→ Instructions for the task
Could you please return each line of the data that has the word "point"?

→ Data supplied
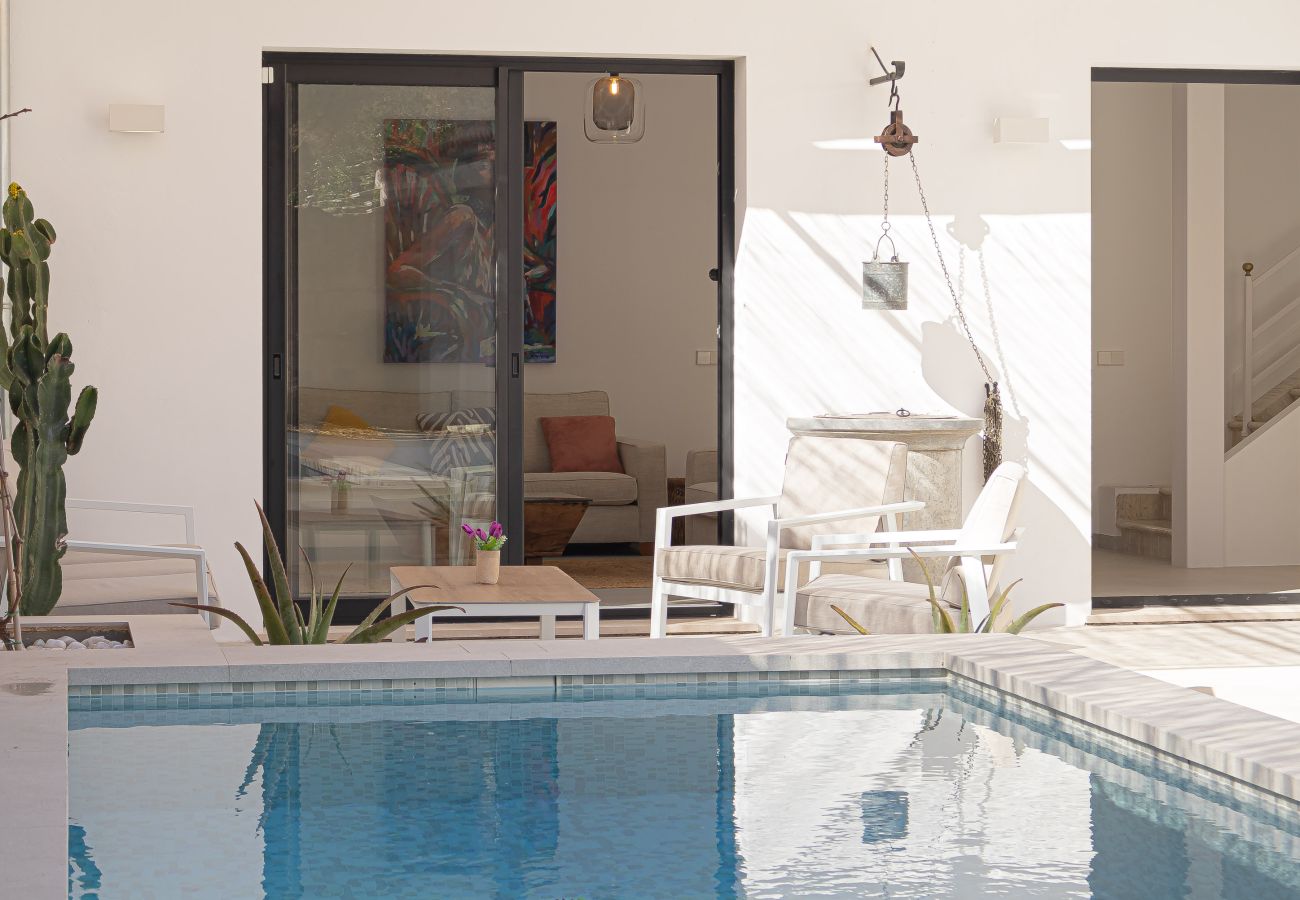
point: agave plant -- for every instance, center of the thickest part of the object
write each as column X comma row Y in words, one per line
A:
column 962, row 624
column 282, row 619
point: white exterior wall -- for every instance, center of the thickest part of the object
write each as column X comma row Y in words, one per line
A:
column 157, row 269
column 1197, row 325
column 1132, row 290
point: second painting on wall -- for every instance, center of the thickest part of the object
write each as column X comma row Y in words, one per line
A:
column 440, row 241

→ Reply to the task
point: agave plant -- for every instance, center of the thickest part of the object
point: white exterior wall -- for every instance, center of the thickest part of the object
point: second painting on wall -- for every instance, center of the thickest part of the object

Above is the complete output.